=== Begin Enclosure ===

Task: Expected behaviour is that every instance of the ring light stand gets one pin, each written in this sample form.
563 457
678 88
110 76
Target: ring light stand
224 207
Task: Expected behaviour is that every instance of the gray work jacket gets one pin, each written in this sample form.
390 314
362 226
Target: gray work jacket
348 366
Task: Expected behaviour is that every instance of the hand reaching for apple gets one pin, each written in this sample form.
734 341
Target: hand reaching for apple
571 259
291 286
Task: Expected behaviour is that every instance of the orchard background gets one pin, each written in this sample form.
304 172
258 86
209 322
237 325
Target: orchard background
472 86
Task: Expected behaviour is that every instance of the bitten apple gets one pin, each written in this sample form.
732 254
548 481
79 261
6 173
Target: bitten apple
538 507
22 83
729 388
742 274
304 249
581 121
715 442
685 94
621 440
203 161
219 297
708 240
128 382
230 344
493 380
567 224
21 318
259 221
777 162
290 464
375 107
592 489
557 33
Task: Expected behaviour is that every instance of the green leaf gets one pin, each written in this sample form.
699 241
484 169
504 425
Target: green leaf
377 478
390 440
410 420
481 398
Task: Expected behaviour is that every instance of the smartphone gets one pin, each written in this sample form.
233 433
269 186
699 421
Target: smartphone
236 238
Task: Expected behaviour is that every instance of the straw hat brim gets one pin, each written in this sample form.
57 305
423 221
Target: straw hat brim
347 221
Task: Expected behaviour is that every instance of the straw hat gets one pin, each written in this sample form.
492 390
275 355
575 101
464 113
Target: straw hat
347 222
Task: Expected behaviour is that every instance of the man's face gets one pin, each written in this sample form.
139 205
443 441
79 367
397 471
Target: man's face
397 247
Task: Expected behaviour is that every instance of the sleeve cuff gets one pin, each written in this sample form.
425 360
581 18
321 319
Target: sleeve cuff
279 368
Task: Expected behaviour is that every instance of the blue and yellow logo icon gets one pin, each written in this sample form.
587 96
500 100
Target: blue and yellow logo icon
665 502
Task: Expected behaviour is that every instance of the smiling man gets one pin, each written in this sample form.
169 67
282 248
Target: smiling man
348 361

=== End Enclosure ===
=== Begin Enclosure ===

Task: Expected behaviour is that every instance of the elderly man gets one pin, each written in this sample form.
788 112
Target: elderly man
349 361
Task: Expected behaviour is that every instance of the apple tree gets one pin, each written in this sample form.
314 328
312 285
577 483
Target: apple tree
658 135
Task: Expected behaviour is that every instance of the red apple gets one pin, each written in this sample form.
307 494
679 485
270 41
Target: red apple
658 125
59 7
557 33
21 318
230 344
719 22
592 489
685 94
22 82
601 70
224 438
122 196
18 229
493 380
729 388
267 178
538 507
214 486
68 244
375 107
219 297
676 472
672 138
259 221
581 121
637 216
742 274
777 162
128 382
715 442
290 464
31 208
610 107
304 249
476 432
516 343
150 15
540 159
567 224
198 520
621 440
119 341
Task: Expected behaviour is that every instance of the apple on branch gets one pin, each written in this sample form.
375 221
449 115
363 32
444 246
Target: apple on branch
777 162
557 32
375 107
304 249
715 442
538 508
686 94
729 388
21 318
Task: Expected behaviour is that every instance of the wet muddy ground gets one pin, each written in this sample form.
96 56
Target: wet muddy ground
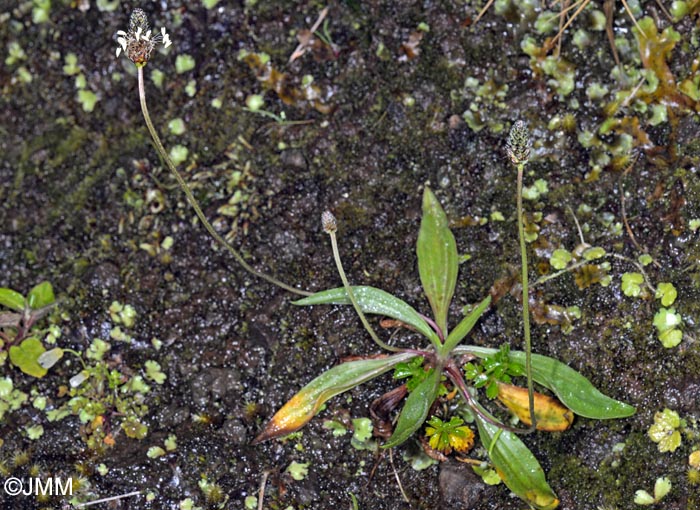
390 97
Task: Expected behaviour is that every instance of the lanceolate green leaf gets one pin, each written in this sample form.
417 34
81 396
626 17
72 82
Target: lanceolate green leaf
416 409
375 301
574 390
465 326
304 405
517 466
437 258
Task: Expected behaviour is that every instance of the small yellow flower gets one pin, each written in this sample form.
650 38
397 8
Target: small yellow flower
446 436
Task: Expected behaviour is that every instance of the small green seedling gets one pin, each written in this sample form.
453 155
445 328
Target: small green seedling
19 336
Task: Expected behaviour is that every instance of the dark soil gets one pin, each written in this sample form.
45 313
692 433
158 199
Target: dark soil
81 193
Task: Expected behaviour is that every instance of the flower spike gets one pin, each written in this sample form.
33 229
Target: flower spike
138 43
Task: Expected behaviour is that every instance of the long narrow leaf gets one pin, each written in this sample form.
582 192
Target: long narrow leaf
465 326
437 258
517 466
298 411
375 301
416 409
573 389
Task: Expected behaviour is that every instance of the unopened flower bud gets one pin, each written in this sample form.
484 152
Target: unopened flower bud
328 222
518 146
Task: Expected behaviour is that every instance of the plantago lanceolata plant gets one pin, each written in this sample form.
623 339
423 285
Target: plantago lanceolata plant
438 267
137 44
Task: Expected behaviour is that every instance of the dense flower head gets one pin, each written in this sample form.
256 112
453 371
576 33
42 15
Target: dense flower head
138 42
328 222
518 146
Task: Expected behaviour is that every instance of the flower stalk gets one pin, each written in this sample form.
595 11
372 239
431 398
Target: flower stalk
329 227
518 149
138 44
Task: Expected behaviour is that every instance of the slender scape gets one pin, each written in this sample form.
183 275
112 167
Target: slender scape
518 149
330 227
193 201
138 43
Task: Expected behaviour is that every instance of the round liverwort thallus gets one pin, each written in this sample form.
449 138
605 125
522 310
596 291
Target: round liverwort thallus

=== End Enclosure ===
=== Begin Enclosure ===

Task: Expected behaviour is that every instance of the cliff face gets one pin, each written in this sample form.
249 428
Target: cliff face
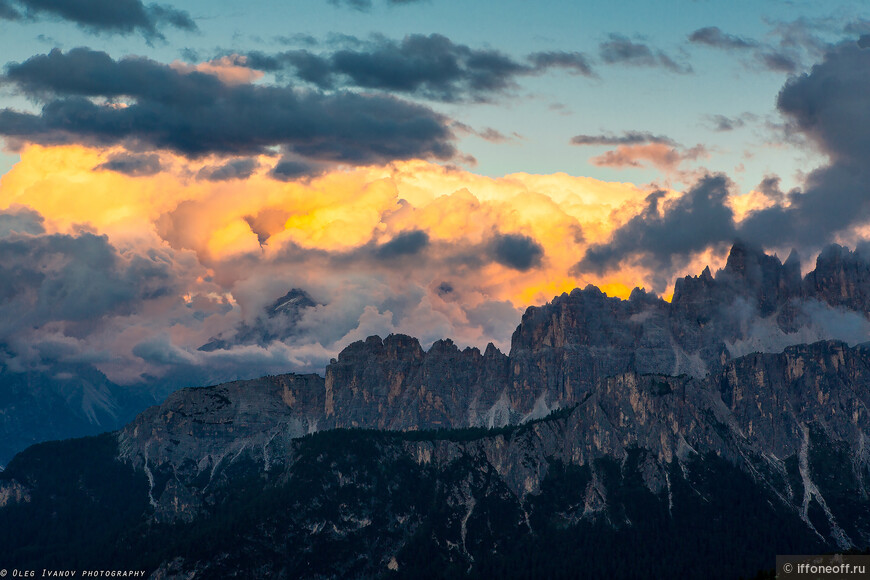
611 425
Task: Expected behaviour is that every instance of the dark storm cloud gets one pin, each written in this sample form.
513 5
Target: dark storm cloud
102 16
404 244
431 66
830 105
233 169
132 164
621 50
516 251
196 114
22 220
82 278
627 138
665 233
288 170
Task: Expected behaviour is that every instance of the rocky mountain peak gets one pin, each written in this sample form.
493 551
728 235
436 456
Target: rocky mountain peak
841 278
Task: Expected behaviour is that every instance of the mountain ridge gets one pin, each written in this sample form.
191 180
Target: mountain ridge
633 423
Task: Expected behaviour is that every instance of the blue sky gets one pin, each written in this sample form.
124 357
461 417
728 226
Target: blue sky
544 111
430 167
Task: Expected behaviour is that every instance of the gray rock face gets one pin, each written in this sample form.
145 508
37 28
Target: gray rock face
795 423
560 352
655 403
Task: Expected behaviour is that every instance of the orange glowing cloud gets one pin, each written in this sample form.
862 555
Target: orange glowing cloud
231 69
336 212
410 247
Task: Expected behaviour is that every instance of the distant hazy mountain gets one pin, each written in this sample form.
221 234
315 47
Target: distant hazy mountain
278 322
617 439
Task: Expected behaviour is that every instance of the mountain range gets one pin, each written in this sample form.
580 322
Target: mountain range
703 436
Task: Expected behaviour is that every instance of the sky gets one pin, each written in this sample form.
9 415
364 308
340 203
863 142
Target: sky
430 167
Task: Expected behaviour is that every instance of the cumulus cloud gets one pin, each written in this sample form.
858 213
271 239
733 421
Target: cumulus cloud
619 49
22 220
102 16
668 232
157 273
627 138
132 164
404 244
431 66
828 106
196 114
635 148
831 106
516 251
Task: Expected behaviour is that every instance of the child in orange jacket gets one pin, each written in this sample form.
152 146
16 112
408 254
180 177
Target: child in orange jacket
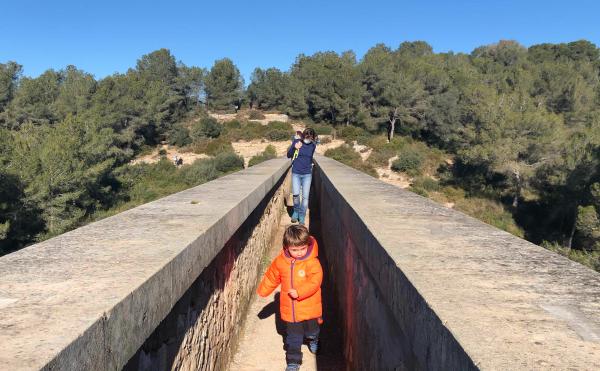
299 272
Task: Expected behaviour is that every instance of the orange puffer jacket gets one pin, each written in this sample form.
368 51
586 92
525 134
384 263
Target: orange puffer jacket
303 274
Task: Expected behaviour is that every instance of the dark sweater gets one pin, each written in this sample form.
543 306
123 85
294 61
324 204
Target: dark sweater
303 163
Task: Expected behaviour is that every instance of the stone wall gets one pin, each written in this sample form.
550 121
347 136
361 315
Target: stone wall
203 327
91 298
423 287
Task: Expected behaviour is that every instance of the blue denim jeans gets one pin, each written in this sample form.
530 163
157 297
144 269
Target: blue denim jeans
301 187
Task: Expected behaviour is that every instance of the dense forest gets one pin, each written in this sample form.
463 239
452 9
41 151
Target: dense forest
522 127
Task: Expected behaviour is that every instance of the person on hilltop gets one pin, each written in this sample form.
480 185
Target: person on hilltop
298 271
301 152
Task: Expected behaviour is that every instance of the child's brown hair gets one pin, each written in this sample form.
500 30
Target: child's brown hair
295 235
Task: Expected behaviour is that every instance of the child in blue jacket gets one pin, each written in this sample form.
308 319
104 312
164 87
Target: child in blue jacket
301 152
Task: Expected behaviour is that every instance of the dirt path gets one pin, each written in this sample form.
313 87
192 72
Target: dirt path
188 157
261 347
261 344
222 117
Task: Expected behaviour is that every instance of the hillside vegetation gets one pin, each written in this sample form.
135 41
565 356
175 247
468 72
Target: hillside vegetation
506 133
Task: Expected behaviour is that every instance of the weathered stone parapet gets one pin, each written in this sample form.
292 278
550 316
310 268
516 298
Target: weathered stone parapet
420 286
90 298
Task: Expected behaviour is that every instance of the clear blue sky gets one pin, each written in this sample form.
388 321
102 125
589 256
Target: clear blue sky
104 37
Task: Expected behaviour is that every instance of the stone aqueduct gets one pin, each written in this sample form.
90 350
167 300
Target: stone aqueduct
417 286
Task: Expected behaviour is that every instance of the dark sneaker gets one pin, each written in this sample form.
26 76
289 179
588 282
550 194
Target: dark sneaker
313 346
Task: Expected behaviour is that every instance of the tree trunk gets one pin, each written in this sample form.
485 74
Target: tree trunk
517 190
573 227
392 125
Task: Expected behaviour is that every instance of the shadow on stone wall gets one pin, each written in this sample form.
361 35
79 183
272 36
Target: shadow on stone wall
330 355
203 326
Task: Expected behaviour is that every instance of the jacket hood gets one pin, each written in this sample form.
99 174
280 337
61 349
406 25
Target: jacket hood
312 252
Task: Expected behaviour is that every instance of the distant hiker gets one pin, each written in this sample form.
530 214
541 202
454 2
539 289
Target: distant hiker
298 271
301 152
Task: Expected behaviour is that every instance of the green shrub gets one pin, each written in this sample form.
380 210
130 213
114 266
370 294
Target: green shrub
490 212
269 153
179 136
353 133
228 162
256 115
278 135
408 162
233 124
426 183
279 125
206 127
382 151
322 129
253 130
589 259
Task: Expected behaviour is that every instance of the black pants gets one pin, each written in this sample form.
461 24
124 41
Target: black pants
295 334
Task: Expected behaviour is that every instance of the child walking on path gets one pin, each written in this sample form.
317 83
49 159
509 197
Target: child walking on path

=== End Enclosure ===

> [How to complete this task]:
When "liverwort" shows up in a line of the material, report that line.

> [Final answer]:
Task: Expected behaviour is that every instance of the round liverwort thallus gets one pin, each written in this sample form.
Target: round liverwort thallus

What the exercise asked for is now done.